Exercise —
Copy the passage of the head-tracking jitter thread starting with "Describe the solution" and going on through "larger MAFilter steps.", swapping in "improvements" wherever "optimizations" appears.

Excerpted passage —
____

AIRLegend / aitrack

6DoF Head tracking software
MIT License
1.03k stars 102 forks source link

need wider range of model type to reduce jitter #145

Closed searching46dof closed 1 year ago

searching46dof commented 2 years ago

Describe your idea I'm using the head tracking for DCS where looking at the edges of the tv +/-30deg of yaw are mapped to +/-120deg (looking over shoulder) and +/-30deg pitch are mapped to +/-90deg(looking up and down) in opentrack. This magnifies any jitter 4x and 3x respectively. At 1meter distance I see a +/-2 deg jitter in the raw values. But at a distance of 4meter from a tv, the jitter is approx +/-10 deg raw value which is then magnified. When just looking down at the front instrument panel, my head is in a natural position even when not supported by a headrest so the jitter is minimal. But when looking down at the side instrument panels, there is extreme jitter which makes it really difficult to click on the context sensitive switches of the panels. I'm already using opentrack's accela filter set to the maximum.

Describe the solution you'd like From testing different configurations I can see the jitter of the raw values is causing the issue. A wider range of model type to increase MAFilter's steps (#samples) will help reduce the jitter. Under the issue "Very high CPU usage", I've proposed some optimizations which could help reduce CPU but also allow larger MAFilter steps.

____

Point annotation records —
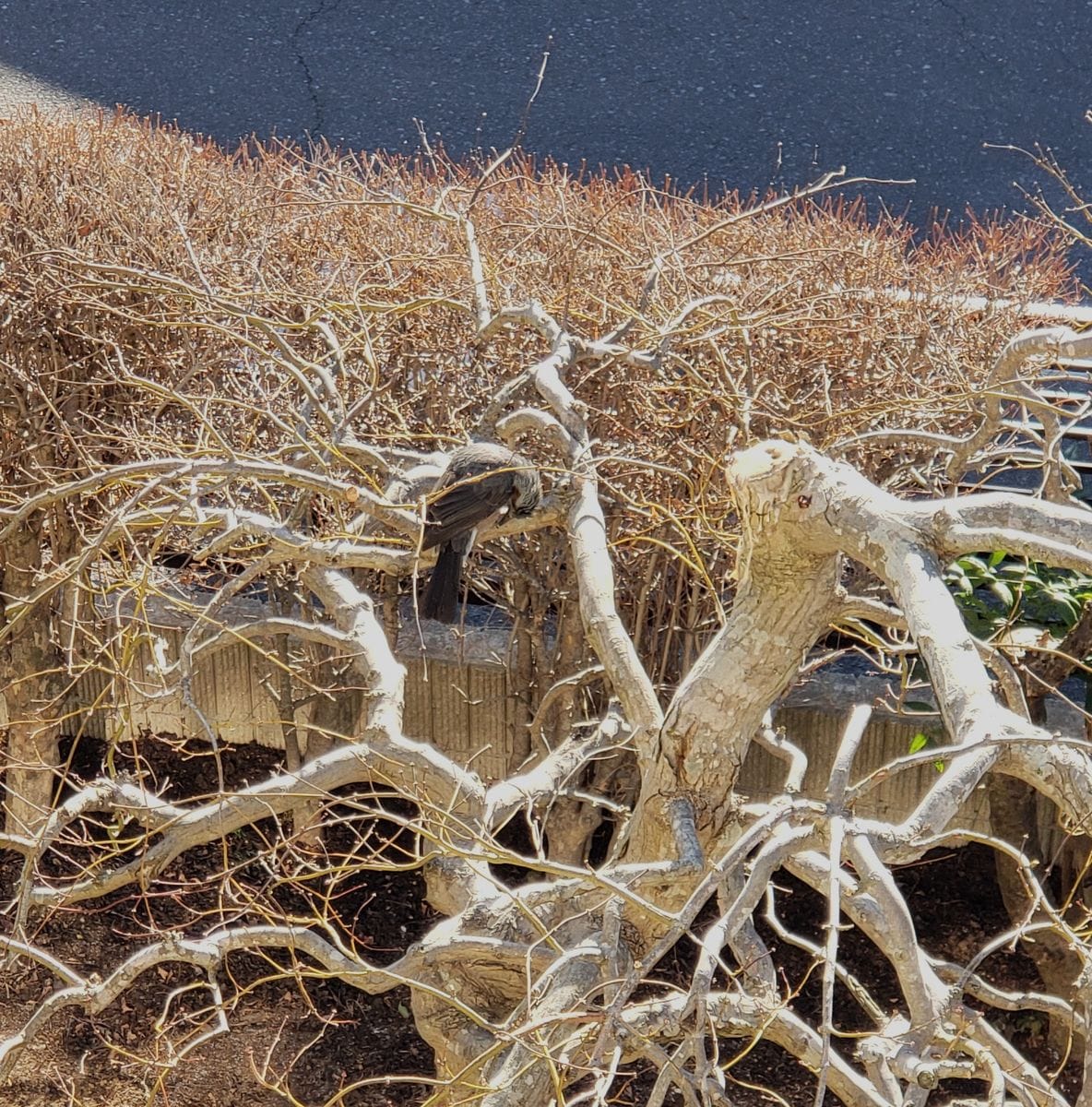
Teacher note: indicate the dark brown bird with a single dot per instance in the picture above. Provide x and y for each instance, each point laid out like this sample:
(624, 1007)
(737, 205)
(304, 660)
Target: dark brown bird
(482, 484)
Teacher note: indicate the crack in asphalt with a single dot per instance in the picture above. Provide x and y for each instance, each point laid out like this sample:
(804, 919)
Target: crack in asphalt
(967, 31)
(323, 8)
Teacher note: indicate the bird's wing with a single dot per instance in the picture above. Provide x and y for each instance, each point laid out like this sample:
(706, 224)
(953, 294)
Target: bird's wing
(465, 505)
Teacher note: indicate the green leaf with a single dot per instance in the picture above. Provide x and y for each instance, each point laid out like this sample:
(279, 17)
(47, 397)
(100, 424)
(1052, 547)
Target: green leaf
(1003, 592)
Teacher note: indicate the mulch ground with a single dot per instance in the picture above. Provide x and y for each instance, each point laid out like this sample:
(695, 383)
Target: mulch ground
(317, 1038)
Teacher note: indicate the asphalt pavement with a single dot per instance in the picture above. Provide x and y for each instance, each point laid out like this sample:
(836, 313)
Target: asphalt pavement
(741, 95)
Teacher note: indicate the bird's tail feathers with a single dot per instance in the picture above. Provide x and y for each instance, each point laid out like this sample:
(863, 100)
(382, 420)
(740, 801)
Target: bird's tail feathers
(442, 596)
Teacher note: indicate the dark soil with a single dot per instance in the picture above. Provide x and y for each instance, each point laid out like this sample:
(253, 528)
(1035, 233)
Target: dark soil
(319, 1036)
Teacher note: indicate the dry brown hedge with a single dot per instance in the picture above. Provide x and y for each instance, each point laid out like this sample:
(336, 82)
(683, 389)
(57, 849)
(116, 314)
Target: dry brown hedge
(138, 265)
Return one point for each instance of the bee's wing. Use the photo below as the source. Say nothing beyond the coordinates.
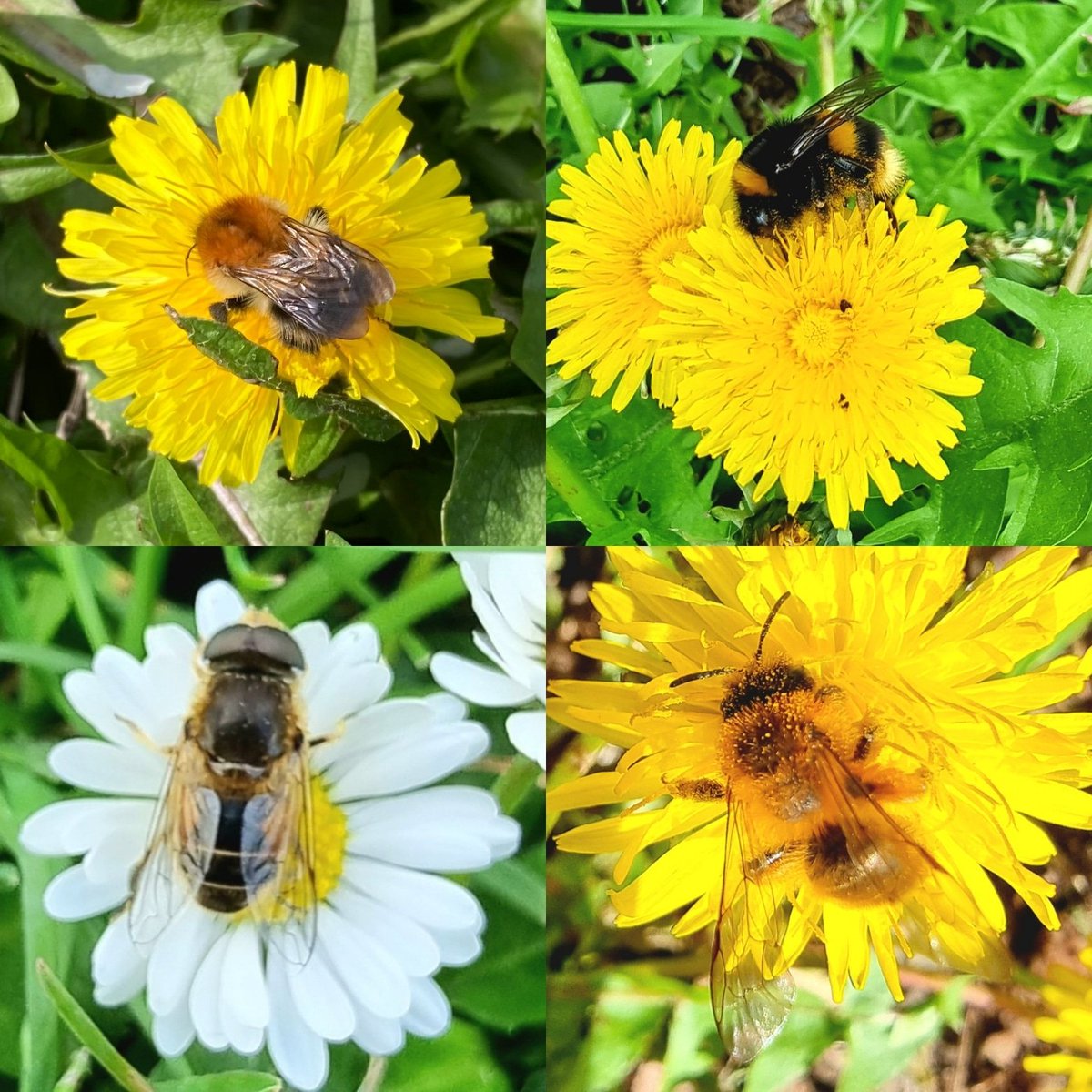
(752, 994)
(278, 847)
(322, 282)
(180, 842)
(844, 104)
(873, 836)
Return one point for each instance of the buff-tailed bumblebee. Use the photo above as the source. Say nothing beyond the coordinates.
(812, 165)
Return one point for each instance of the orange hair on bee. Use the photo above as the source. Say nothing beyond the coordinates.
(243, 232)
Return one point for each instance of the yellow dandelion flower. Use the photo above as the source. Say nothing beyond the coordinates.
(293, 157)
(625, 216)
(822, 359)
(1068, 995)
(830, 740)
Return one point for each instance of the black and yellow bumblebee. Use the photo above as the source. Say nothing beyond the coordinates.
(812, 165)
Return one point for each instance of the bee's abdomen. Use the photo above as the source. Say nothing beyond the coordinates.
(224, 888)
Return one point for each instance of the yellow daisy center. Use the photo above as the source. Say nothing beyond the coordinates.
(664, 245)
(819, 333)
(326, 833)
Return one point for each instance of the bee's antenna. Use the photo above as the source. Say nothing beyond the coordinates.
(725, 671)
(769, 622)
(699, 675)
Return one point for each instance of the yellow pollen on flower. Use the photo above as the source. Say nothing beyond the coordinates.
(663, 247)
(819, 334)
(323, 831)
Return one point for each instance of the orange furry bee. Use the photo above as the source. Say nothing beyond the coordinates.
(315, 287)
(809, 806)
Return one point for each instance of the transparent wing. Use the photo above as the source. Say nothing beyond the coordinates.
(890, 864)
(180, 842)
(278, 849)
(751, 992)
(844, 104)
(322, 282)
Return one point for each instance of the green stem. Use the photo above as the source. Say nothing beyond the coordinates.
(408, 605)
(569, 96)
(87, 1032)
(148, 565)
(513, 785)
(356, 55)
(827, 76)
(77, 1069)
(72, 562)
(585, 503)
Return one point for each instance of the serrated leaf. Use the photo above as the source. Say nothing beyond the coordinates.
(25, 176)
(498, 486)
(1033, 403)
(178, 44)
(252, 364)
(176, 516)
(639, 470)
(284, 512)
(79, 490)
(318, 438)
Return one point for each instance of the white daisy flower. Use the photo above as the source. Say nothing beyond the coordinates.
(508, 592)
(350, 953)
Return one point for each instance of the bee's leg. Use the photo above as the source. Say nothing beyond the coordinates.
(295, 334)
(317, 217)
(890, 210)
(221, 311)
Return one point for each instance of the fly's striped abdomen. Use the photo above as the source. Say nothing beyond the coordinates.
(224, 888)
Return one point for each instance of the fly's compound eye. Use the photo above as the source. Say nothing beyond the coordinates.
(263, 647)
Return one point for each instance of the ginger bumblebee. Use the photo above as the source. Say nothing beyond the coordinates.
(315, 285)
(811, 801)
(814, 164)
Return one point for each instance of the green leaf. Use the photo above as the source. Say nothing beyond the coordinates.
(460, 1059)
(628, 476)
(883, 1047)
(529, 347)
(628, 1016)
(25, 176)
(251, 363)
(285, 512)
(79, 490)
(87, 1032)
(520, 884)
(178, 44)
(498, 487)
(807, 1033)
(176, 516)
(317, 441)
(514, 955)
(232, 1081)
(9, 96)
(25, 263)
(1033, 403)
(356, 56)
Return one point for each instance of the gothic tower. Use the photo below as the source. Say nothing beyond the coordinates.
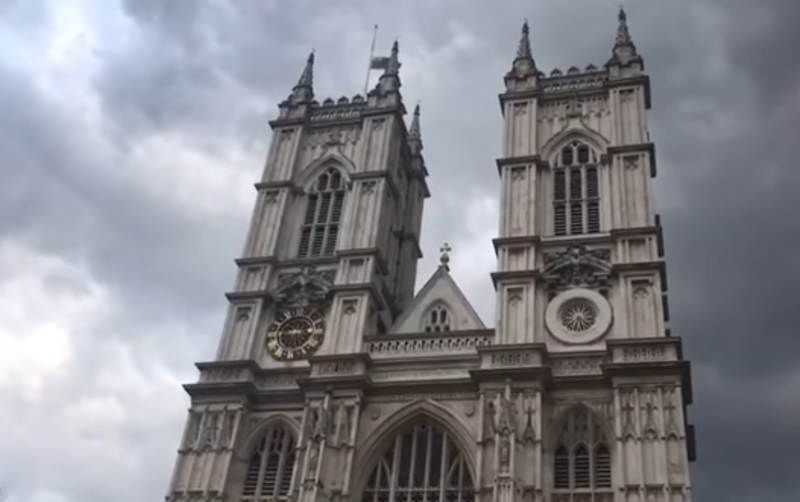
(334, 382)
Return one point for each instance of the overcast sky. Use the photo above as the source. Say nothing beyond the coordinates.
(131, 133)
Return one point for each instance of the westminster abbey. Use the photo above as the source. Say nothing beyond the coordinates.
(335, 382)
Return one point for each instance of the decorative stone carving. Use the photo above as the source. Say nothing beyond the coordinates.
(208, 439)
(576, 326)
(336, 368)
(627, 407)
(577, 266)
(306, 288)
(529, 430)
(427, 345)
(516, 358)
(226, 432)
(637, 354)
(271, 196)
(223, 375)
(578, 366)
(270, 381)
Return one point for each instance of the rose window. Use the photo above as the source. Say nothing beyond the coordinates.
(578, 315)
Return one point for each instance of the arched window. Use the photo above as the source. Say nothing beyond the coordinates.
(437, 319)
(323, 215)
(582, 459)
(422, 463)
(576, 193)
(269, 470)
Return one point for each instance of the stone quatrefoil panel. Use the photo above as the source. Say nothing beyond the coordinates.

____

Completed task —
Describe the solution you'd like From testing different configurations I can see the jitter of the raw values is causing the issue. A wider range of model type to increase MAFilter's steps (#samples) will help reduce the jitter. Under the issue "Very high CPU usage", I've proposed some improvements which could help reduce CPU but also allow larger MAFilter steps.